They also dismissed as a “sideshow” Trump’s legal team’s argument that the Presidential Records Act gives him some right of personal possession over the documents, noting that even if he was correct — the items would still likely be subject to seizure under the search warrant.
“The status of a document as personal or presidential does not alter the authority of the government to seize it under a warrant supported by probable cause; search warrants authorize the seizure of personal records as a matter of course,” they wrote.
The judges also addressed whether Trump’s status as a former president would create some kind of exemption or carve-out to justify judicial intervention in the search.
“It is indeed extraordinary for a warrant to be executed at the home of a former president—but not in a way that affects our legal analysis or otherwise gives the judiciary license to interfere in an ongoing investigation,” they wrote. “To create a special exception here would defy our Nation’s foundational principle that our law applies “to all, without regard to numbers, wealth, or rank.”
The Department of Justice had accused Trump’s legal team of using the special master proceedings as a “shell game” to try and delay the progress of their investigation and called Cannon’s appointment of a special master an “extraordinary judicial intrusion into a core executive branch function.”
The 11th Circuit previously granted a request from the DOJ to stay portions of a ruling by Cannon that blocked the government from using the roughly 100 documents with classification markings recovered from Mar-a-Lago in its investigation and demanded they be handed over to special master Dearie.
Trump’s attorneys then appealed that ruling to the Supreme Court, which declined to take up the matter.
Following that ruling, federal officials quickly moved for an expedited appeal to have the 11th Circuit end Dearie’s review in its entirety — arguing that the government’s inability to access the roughly 13,000 remaining non-classified documents seized from Mar-a-Lago was also hampering their investigation.

- [Raw data]

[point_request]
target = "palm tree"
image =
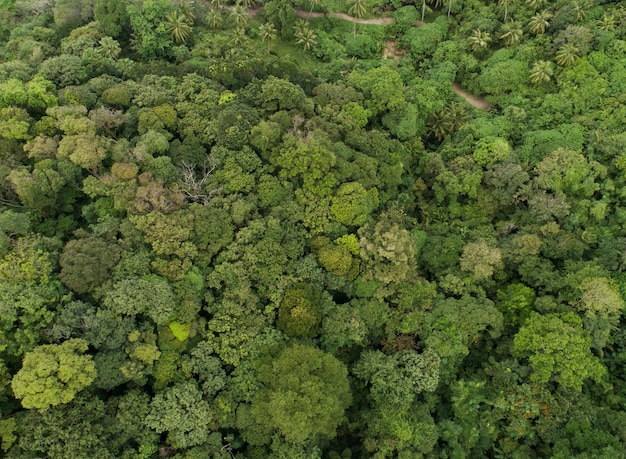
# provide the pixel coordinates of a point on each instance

- [Prompt 1] Translate this sentence from the Mar-a-Lago documents excerpt into Spanish: "Trump’s attorneys then appealed that ruling to the Supreme Court, which declined to take up the matter."
- [Prompt 2] Quote the Mar-a-Lago documents excerpt from "Following that ruling, federal" up to and including "hampering their investigation.".

- [Correct output 1] Los abogados de Trump apelaron entonces ese fallo ante la Corte Suprema, que se negó a ocuparse del asunto.

- [Correct output 2]
Following that ruling, federal officials quickly moved for an expedited appeal to have the 11th Circuit end Dearie’s review in its entirety — arguing that the government’s inability to access the roughly 13,000 remaining non-classified documents seized from Mar-a-Lago was also hampering their investigation.